> **WHAT THIS EXERCISE ASKS**:
A - In the comment thread, who is named as arguably one of the first hermeneutic scholars?
B - Quote the comment thread from "The root of" up to and including "around religious interpretation.".

> **PAGE EXCERPT**:
——————————
If it's any consolation, this ordeal is probably going to sell more books than a positive review ever would have.
posted by schmod at 8:34 PM on July 5, 2012


A cute hermeneutic distraction.

Okay this has been bothering me, seriously. Can someone please explain to me what in the hell hermeneutics means? Bonus points if you can contextualize the meaning in a theological / historical context.
posted by lazaruslong at 8:48 PM on July 5, 2012


i was just thinking, this little email exchange is probably gonna do a world of good for sales, and that editor was totally throwing him a bone. which he deserves, if only for actually making a fake email account in the name of his character, and then running with the results.
posted by messiahwannabe at 8:49 PM on July 5, 2012


Numerous professionals read any mass market book before it's published, looking for possible inconsistencies and confusions. When a passage is deliberately ambiguous, great care is taken so that the reasonable reader will not be misled. The writer takes care, the editor does, the copy editor takes the most care of all. It is expected that the reader will take reasonable care to be sure that, if something perplexes them, they can read more closely and understand what they are reading.

Which is a build up to noting that it's pretty shocking for the critic at the paper of record to be so careless in her reading and her judgement that a correction must be published, and pretty swell that Ed Marks made it possible for Patrick Somerville to get some positive publicity out of this mess.

Ms. Maslin must be terribly embarrassed. But reviewing for so many readers is a huge moral responsibility, and she should do better. Not every writer would take such an unjust attack as well Mr. Somerville has. Every critic should take note. There are people at the other end of every review. Be kind, and be fair.
posted by Scram at 9:04 PM on July 5, 2012 [3 favorites]


Can someone please explain to me what in the hell hermeneutics means? Bonus points if you can contextualize the meaning in a theological / historical context.

As I introduced, I feel it's incumbent on me to clarify. This is my definition - not the only one, not indisputable. Just my personal definition.

Hermeneutics is the art of interpretation. Interpretation as a skillset with different methods practiced in different ways.

Bonus points if you can contextualize the meaning in a theological / historical context.

The root of hermeneutics is indeed theological. Arguably, St Augustine was one of the first hermeneutic scholars. Obviously, in a biblical context, interpretation was critically important. If the Bible is the word of God, how do you interpret the word of God? Literally? Metaphorically? Which metaphors? Do they change from reader to reader? Should they change?

You can see, especially from the late Roman to early-mid Byzantine empire, the tremendous weight these questions would have had where religion - its interpretation and practice - was intrinsic to both the notion of a state/empire, but also arguably crucial in its practice. Empires warred, split and dissolved around religious interpretation.
——————————
> **RECORDED DATA**:

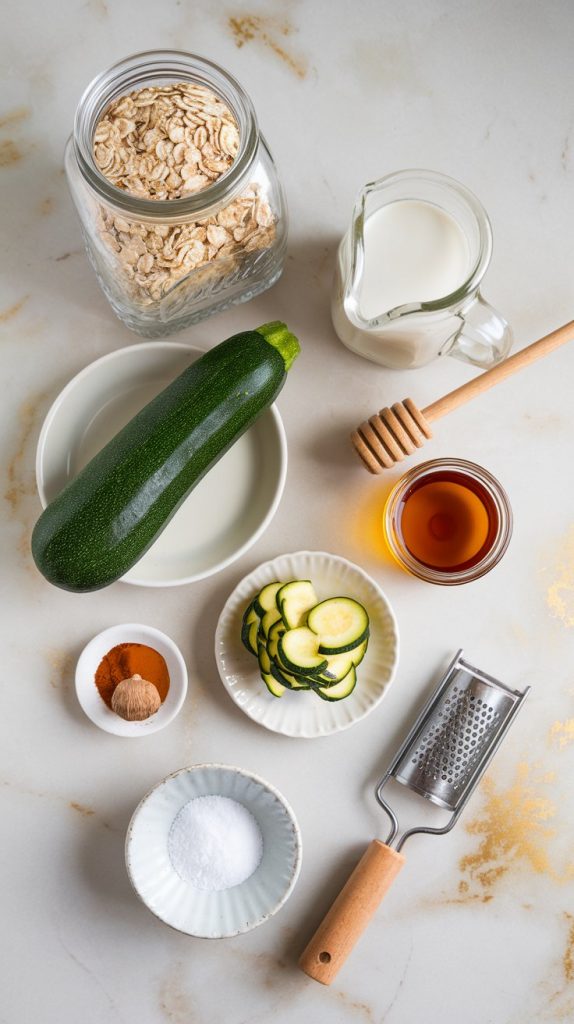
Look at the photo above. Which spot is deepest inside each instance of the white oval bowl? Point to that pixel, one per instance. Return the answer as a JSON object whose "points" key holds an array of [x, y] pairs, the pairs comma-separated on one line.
——————————
> **EXERCISE RESPONSES**:
A - St Augustine

B -
The root of hermeneutics is indeed theological. Arguably, St Augustine was one of the first hermeneutic scholars. Obviously, in a biblical context, interpretation was critically important. If the Bible is the word of God, how do you interpret the word of God? Literally? Metaphorically? Which metaphors? Do they change from reader to reader? Should they change?

You can see, especially from the late Roman to early-mid Byzantine empire, the tremendous weight these questions would have had where religion - its interpretation and practice - was intrinsic to both the notion of a state/empire, but also arguably crucial in its practice. Empires warred, split and dissolved around religious interpretation.